-------- Material for this exercise

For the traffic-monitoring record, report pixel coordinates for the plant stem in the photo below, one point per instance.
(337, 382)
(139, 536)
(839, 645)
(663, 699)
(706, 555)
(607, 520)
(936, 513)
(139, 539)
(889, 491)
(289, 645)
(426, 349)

----------------
-------- Material for this exercise

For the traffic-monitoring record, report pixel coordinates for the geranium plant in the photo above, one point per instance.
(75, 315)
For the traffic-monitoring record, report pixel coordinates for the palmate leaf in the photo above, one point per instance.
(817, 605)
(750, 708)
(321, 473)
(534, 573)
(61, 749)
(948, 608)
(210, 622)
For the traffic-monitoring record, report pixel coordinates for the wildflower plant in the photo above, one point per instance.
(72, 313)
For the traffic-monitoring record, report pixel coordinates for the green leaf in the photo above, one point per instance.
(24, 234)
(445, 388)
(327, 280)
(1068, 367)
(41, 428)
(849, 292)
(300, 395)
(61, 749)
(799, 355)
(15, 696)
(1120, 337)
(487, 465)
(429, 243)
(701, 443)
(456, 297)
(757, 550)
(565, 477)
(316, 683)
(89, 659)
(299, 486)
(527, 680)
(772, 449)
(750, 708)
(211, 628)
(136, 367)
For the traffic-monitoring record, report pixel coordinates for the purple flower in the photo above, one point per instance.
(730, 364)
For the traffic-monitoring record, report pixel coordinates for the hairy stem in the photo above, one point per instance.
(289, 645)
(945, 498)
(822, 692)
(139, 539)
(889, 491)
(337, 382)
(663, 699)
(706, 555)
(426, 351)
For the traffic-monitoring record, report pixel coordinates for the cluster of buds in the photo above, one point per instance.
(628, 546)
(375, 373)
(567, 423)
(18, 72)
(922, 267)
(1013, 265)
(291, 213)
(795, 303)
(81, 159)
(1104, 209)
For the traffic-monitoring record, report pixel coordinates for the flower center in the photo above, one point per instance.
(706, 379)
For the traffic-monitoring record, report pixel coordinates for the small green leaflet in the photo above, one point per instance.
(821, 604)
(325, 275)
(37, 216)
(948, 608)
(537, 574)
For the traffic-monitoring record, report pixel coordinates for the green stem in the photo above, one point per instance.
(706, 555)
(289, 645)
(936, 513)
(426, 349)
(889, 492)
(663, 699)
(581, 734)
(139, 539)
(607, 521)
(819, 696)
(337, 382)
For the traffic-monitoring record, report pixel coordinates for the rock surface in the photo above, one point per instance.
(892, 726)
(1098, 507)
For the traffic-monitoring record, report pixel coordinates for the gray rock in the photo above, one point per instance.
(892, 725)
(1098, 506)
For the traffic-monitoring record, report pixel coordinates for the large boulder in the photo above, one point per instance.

----------------
-------- Material for this exercise

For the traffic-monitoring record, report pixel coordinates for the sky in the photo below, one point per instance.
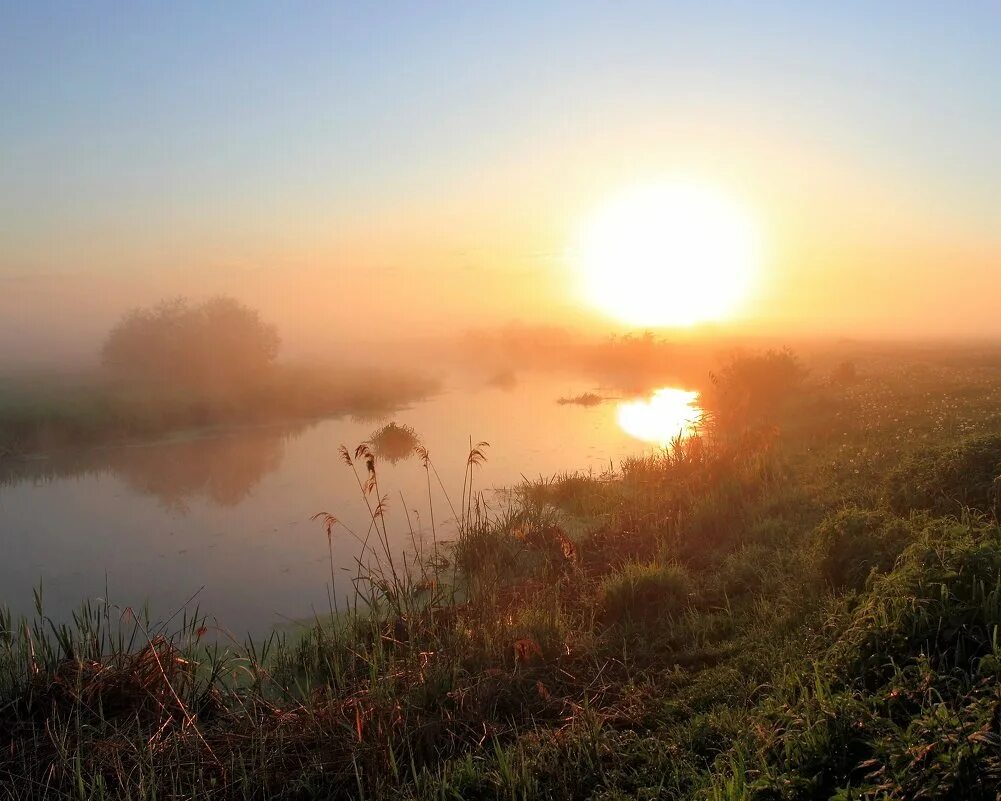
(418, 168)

----------------

### Exercise objective
Give back exactly the lines of the listing above that run from the line with "for the hairy" to the line with "for the large", inclusive.

### Completed exercise
For the traffic-monitoring record, report pixel coordinates for the hairy stem in the photo above, one point per instance.
(289, 645)
(945, 498)
(822, 692)
(139, 539)
(889, 491)
(337, 382)
(663, 699)
(706, 555)
(426, 351)
For the traffic-monitoring record, report pixel coordinates for the cluster of buds in the photo above, one point per instance.
(628, 546)
(375, 373)
(567, 423)
(18, 72)
(922, 267)
(1013, 265)
(291, 213)
(795, 303)
(81, 159)
(1104, 209)
For the traffic-monitoring record, report pixel coordinates for the flower center in the photo above, one point per instance.
(706, 379)
For the traffic-monitoring record, report pixel coordinates for the small green leaflet in the photo above, one point per instance.
(821, 604)
(325, 275)
(37, 216)
(948, 608)
(537, 574)
For the traffic-monitoring record, report pixel coordinates for the green stem in the photo above, one point per instance.
(706, 555)
(289, 645)
(936, 513)
(426, 349)
(889, 492)
(663, 699)
(581, 734)
(139, 539)
(607, 521)
(819, 696)
(337, 382)
For the traffic-monitoring record, report pixel coordinates for the rock surface in the photo above, one point per instance.
(892, 726)
(1098, 507)
For the traffic-monitoring record, report pixel coordinates for the gray rock in the photo above, one point per instance.
(892, 725)
(1098, 506)
For the traffic-monitoring record, report pixel coordinates for the large boulder in the photo above, one point per instance.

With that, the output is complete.